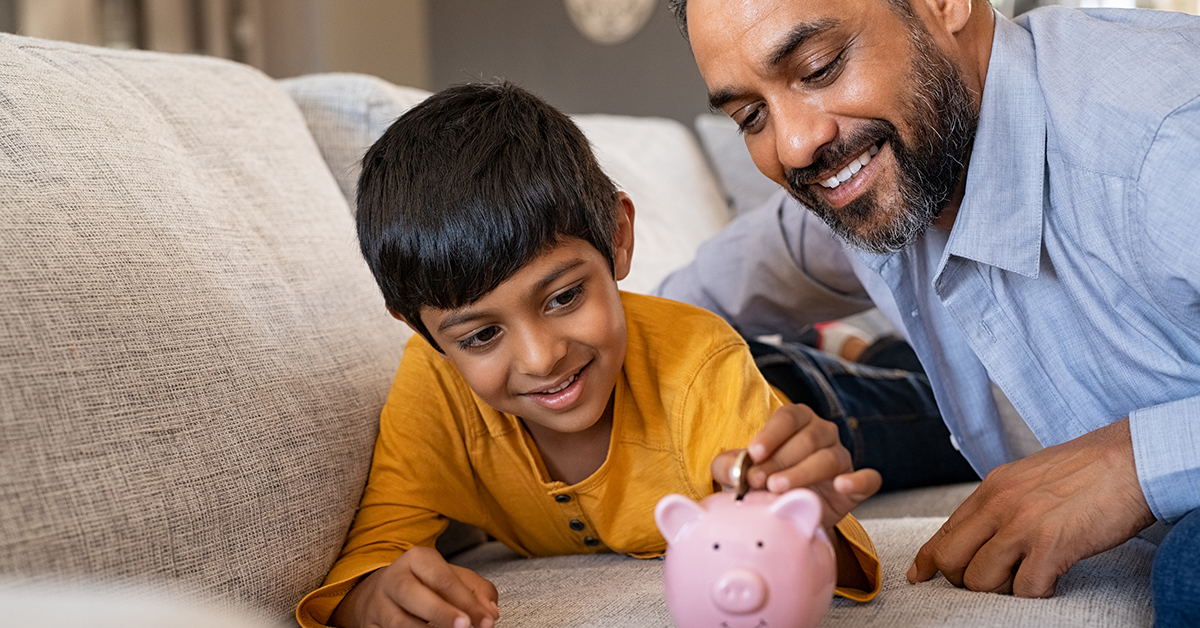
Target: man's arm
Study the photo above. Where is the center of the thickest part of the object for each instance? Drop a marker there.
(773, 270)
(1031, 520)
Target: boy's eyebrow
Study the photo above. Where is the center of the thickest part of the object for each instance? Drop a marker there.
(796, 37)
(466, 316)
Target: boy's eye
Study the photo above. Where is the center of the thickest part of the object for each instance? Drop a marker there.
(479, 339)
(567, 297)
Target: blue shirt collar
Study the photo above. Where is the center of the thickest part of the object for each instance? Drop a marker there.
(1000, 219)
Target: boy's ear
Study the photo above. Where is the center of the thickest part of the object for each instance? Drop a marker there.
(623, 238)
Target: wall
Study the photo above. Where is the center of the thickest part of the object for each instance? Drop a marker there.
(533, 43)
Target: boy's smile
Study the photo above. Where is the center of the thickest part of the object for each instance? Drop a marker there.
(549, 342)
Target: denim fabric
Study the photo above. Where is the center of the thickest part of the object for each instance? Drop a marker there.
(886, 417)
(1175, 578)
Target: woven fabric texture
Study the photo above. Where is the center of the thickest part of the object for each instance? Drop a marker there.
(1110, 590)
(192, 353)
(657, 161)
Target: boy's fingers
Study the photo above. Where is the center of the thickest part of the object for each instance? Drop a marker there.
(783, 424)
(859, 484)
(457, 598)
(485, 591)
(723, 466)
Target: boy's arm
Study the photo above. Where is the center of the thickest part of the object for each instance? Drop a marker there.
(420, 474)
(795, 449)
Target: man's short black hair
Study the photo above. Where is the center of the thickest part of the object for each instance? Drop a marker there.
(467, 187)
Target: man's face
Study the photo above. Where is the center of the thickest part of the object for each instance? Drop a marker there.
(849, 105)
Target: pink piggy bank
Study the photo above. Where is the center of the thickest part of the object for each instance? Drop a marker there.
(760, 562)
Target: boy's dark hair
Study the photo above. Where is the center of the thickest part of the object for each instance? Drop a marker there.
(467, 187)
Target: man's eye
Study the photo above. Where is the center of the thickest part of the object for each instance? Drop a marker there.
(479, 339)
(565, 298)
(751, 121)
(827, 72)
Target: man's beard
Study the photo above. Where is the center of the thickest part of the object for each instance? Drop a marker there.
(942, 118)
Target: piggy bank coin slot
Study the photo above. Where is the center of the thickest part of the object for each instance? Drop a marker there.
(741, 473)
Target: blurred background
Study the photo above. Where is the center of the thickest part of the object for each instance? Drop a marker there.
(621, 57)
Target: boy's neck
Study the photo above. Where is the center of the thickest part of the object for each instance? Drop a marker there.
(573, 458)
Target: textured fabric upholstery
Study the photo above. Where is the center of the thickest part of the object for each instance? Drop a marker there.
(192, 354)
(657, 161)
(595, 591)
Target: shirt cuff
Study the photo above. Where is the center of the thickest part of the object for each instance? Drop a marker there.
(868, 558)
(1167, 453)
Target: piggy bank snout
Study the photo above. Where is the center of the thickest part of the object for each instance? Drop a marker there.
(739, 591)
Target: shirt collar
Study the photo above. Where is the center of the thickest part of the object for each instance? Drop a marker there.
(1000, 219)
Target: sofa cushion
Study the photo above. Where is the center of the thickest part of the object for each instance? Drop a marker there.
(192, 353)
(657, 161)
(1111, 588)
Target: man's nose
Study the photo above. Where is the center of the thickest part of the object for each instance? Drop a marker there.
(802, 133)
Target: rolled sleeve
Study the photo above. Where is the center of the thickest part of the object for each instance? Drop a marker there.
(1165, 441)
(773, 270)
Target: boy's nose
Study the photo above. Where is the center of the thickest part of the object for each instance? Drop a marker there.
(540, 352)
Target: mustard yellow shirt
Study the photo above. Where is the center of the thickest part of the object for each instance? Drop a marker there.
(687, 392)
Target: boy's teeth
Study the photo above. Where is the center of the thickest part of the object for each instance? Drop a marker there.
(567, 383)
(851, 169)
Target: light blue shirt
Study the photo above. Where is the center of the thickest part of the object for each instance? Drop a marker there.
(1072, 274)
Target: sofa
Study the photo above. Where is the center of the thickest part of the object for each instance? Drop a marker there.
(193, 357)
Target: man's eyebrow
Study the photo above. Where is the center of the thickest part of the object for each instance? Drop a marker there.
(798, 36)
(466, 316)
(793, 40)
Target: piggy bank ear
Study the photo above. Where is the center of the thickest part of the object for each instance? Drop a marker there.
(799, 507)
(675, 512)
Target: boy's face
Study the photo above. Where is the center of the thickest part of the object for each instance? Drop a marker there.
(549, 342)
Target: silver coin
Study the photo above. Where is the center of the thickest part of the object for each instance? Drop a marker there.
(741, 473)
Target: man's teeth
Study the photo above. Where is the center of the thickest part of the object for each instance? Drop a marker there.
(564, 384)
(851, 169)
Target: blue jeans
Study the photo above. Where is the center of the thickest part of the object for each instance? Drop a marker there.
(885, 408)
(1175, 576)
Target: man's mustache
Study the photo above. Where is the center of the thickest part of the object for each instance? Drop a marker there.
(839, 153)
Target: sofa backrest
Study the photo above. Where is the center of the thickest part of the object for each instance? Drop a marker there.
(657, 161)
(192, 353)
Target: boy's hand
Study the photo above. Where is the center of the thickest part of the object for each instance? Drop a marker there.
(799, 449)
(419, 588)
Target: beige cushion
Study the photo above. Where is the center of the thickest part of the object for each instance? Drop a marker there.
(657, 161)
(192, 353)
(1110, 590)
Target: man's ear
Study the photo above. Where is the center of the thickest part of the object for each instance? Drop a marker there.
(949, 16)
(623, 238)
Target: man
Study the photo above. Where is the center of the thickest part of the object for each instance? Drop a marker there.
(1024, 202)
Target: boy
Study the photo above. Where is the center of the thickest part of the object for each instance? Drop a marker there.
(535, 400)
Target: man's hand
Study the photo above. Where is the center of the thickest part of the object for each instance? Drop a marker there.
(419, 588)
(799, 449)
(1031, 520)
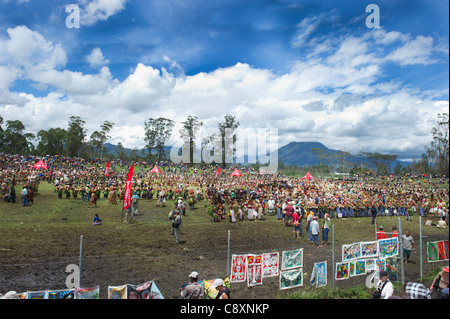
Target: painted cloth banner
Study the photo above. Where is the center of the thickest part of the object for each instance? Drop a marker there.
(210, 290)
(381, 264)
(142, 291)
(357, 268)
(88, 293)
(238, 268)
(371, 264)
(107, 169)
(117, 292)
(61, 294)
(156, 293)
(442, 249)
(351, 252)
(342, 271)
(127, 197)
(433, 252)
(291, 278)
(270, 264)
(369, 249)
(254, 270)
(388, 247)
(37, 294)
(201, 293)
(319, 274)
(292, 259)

====

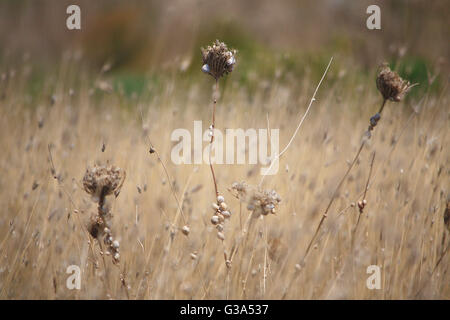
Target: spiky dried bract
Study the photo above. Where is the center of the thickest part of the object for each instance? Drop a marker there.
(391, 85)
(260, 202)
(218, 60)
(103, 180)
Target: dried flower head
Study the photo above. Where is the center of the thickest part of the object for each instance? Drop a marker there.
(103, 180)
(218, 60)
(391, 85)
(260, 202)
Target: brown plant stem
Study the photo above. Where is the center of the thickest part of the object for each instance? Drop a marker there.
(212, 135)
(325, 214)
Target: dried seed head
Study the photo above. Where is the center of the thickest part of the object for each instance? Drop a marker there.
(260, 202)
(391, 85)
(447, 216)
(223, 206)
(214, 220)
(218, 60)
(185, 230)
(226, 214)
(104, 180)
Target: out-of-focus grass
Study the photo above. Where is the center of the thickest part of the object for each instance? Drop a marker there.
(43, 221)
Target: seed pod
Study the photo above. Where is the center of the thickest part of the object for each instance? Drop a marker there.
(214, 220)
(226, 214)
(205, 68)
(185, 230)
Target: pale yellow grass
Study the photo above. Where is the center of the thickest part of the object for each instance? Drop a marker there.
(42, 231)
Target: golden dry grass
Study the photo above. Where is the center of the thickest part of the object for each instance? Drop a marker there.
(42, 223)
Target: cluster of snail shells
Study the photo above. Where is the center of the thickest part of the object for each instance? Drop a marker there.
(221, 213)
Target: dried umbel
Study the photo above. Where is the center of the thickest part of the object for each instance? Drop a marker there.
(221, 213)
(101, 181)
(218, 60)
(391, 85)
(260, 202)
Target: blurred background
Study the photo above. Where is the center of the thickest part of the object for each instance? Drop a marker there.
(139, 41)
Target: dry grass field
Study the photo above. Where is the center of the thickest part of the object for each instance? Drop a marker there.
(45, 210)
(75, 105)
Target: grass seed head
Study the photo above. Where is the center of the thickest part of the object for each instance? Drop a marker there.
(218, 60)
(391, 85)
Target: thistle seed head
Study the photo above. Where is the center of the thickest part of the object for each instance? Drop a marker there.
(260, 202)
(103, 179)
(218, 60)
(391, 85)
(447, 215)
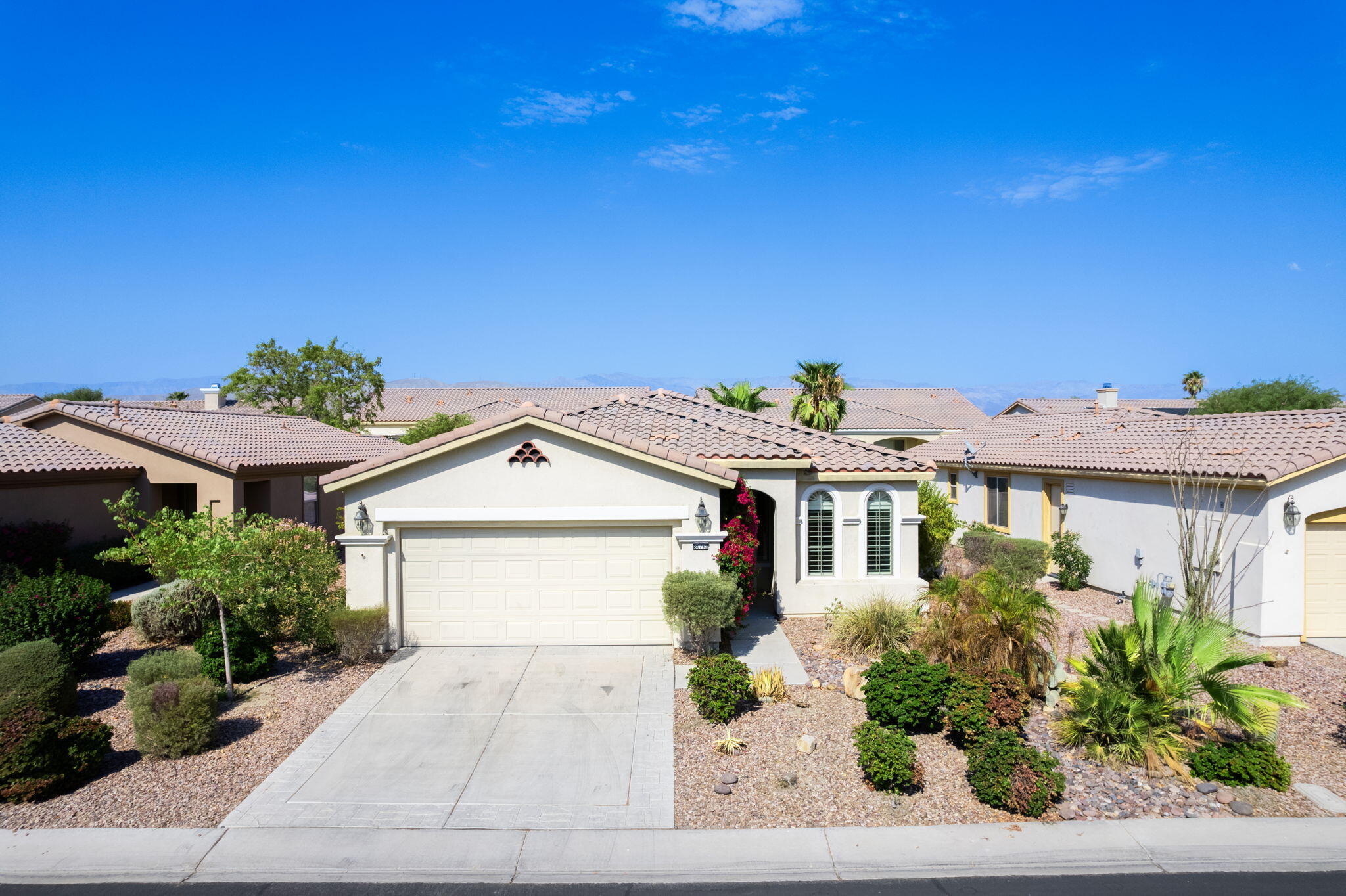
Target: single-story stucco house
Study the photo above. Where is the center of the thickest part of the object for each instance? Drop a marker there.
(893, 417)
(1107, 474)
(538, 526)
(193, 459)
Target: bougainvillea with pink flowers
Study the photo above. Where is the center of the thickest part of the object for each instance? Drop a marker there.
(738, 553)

====

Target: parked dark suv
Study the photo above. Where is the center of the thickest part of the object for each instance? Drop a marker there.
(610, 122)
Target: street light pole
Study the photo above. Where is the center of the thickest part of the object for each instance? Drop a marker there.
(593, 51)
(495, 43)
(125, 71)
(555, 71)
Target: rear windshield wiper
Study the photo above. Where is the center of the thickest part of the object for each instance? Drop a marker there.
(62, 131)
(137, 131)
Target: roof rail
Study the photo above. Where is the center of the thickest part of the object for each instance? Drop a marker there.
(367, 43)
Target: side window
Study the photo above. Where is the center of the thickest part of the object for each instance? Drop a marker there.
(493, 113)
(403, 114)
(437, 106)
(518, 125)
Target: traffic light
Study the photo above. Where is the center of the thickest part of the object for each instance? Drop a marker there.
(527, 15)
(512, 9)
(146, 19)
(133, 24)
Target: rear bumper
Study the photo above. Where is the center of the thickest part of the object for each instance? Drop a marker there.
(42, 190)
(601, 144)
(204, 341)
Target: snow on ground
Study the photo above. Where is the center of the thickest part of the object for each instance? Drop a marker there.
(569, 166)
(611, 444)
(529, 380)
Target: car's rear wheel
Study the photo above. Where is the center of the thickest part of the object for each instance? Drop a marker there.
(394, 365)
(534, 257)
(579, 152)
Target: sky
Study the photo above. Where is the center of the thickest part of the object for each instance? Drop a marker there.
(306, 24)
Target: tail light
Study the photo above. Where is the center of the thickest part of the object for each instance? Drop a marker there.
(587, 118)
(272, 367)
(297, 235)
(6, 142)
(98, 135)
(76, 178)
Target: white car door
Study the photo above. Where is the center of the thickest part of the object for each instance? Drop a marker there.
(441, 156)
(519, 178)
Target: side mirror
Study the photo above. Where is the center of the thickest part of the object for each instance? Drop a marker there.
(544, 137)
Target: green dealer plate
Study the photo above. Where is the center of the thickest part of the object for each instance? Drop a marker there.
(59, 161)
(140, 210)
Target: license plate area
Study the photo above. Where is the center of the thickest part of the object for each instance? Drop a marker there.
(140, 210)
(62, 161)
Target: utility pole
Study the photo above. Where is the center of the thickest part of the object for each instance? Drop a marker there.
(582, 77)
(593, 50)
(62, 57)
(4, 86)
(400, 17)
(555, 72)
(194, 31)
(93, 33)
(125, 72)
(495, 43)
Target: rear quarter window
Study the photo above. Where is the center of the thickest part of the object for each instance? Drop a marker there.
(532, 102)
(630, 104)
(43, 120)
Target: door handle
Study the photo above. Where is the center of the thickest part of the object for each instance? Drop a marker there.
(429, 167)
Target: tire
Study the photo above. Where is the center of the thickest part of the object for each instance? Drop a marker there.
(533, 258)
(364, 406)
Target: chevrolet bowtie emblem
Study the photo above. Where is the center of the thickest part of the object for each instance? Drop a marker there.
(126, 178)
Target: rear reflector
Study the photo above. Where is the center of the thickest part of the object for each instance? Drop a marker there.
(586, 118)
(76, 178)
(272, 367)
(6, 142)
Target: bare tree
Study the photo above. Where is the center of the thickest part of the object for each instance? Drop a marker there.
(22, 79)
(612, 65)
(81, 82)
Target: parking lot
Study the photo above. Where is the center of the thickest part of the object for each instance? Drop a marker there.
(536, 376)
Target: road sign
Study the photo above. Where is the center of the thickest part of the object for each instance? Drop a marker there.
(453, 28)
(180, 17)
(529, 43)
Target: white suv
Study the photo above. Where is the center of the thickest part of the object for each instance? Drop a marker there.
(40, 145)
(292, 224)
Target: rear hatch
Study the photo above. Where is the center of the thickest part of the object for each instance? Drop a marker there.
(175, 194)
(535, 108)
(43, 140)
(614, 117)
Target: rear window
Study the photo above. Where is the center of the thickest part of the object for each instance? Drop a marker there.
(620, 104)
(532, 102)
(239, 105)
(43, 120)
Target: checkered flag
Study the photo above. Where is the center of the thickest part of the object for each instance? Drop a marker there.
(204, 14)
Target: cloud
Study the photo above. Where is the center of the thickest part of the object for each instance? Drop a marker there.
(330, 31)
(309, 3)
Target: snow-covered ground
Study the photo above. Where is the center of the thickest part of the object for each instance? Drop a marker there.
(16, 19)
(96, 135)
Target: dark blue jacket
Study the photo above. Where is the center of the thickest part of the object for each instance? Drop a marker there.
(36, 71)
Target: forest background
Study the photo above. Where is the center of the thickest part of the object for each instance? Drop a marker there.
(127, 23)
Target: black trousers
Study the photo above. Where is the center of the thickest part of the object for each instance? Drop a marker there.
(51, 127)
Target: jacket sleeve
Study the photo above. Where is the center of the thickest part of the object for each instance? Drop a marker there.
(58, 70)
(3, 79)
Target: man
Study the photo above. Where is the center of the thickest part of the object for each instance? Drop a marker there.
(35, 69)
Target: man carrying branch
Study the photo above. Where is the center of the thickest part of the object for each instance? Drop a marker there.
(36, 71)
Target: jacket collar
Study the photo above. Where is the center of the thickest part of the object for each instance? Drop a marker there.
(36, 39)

====

Written instruction:
Collect every line of the records above that holds the word "seed", treating case as significant.

Finished task:
Target: dried seed head
Target: seed pod
Target: grass seed head
Target: thistle seed head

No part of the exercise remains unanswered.